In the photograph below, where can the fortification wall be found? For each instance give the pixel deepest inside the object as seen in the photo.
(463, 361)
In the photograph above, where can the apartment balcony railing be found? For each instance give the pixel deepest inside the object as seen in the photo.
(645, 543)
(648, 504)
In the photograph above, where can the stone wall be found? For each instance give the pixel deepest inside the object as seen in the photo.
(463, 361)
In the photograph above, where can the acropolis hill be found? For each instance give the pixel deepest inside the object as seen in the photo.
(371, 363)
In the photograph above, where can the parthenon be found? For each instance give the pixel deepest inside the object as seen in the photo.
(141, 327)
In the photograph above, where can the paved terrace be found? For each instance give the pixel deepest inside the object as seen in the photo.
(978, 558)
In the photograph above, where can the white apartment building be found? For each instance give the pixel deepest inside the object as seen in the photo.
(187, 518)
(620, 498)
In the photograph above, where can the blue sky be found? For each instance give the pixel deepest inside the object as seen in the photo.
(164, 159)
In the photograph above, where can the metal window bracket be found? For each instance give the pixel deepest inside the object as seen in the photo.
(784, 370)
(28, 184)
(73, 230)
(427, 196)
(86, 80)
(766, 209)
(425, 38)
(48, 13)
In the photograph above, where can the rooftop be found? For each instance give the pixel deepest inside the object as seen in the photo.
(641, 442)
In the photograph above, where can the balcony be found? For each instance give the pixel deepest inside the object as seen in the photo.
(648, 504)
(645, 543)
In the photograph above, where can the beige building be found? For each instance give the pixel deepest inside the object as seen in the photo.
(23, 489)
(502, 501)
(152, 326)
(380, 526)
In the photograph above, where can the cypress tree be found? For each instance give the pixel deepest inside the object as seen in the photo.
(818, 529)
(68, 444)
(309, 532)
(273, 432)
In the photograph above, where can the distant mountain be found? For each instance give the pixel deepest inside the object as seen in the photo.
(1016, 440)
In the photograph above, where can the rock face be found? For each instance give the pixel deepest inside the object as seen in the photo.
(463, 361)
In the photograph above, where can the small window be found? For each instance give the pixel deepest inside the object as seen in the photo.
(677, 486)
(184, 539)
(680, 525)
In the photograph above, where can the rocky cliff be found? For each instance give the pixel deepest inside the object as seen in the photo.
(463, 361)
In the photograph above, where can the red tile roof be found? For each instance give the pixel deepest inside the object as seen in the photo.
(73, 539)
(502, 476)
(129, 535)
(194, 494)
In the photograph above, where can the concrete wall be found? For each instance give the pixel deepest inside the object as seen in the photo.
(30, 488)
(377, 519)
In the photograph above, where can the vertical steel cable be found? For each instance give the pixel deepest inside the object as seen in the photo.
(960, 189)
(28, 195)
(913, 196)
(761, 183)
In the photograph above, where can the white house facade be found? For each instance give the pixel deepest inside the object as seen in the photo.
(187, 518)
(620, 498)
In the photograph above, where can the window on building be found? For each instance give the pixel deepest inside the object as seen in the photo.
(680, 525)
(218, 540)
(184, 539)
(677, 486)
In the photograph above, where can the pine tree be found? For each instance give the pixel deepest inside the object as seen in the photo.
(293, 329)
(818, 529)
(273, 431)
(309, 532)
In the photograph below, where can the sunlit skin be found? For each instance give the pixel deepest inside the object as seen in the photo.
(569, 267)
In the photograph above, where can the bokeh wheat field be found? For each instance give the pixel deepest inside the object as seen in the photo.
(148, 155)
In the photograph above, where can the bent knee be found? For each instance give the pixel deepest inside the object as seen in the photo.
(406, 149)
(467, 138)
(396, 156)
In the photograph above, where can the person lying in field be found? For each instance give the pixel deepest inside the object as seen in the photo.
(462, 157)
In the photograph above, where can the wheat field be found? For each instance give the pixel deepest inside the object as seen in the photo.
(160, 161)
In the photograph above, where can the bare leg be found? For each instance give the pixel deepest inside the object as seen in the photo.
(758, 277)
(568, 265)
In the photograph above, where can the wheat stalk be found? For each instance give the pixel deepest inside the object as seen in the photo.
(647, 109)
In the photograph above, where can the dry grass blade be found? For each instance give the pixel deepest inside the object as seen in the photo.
********
Task statement: Take the entries above and transcribe them exactly.

Task response:
In the photograph below, where can the fortification wall be found? For each instance give the pixel deepest inside the object as seen in the photo.
(463, 361)
In the photograph above, where can the apartment balcony railing be found? For each instance give the pixel deepest inside the object as seen in the photo.
(645, 543)
(648, 504)
In the photograph above, where can the stone wall be found? For each instance give the pixel deepest inside the object as seen in the photo.
(463, 361)
In the photograph above, where can the acropolis hill be found? For each instance give the pixel deepest inside the object as seen in the photo.
(371, 363)
In the photograph above, where can the parthenon be found? For each instance give the pixel deepest inside the object as seen in the photo.
(141, 327)
In the photograph above, where can the paved terrace be found? For each instance give the pixel deepest inside the object as seen in the photo.
(978, 558)
In the photograph above, where can the white apartment building be found? For each instance give the pixel deepest inside the object as seen in the photo.
(187, 518)
(620, 498)
In the photograph above, where can the blue sky be found? For each instance give the pixel deepest inside the object as seen in the photo.
(164, 159)
In the photograph above, where can the metal window bracket be found? For each instance give the pixel deepest inside the object as seen in the photo.
(784, 370)
(28, 184)
(73, 230)
(427, 196)
(86, 80)
(766, 209)
(425, 38)
(48, 13)
In the photograph above, where can the rooftop be found? For each instance give the pixel deepest inside the object as seen in the photo.
(641, 442)
In the photograph above, where can the balcony be found? For each instance give the pixel deepest inside the object as seen in the photo.
(648, 504)
(645, 543)
In the photograph above, where can the beige building be found? For each instance give the pixel deepest inside the object as seen in the photo.
(23, 489)
(502, 501)
(152, 326)
(380, 526)
In the photograph above, where can the cypress tree be found? For each instance give the pixel deepest inside the object as seen in the photo.
(818, 529)
(68, 444)
(309, 532)
(273, 432)
In the photograph above, where can the distant mountain be found? For each instance give the pixel deepest inside the object as seen in the photo.
(1016, 440)
In the photograph above, where can the rock face be found? For each instance give the pixel deepest inside the object as seen in the photo.
(463, 361)
In the photograph above, where can the small window be found? For each instance give the pixel deepest inside the object as seen in the photo.
(677, 486)
(184, 539)
(680, 525)
In the photograph above, where can the rocky cliff be found? For each instance give the pixel deepest inside the object as seen in the photo.
(463, 361)
In the photograph above, where can the red tile roof be found? For each instance give the pixel deepest inside the object as seen in the photo.
(73, 539)
(502, 476)
(129, 535)
(194, 494)
In the photograph above, where can the concrete wall be found? For each instance give the pixel deepest inside the object as seen in the photo.
(30, 488)
(377, 519)
In the photograph above, where can the vertical steel cable be found? For each instance give the pixel deepest inside the object as seen in the photo.
(960, 189)
(28, 195)
(913, 196)
(761, 183)
In the photograph above, where can the white house facade be found? For each instance give the pixel deepest inside the object as seen in the photo.
(187, 518)
(620, 498)
In the photograph above, where can the window on building be found? For each instance give the pixel deepest inside the object as seen in the photo.
(680, 525)
(218, 540)
(184, 539)
(677, 486)
In the photograph above, where can the pine tree be found? For each instance give the pixel deepest inside the object as seen in the photo.
(293, 329)
(818, 529)
(273, 431)
(309, 532)
In the photograph below, where can the sunlit skin be found? For each instance give the pixel deepest inside the object as seen in the photo.
(569, 267)
In the photograph above, where can the bokeh wheat field be found? For each instance give the pixel deepest inside the object as seen in the photo.
(148, 155)
In the photograph above, where can the bent knee be found? For each instance give the pixel deepest inside the object as seen in the photo.
(406, 149)
(467, 138)
(396, 156)
In the photograph above, where can the person lying in field be found? For each instance give the pixel deepest inside the object as seen in the photo.
(462, 157)
In the photograph above, where can the wheat field be found? For each instance give the pixel deepest inside the object as seen in the photo.
(160, 161)
In the photograph above, where can the bare leg be found? For each instance give the pixel deepest inside the object as seen in the photo.
(758, 277)
(568, 265)
In the photograph above, where can the wheat stalk be found? For each instance give the pixel deepest inside the object as seen in the photo.
(647, 109)
In the photograph above, where can the dry grass blade be found? For each instance give the pixel deepest inside the object as seen in the photo.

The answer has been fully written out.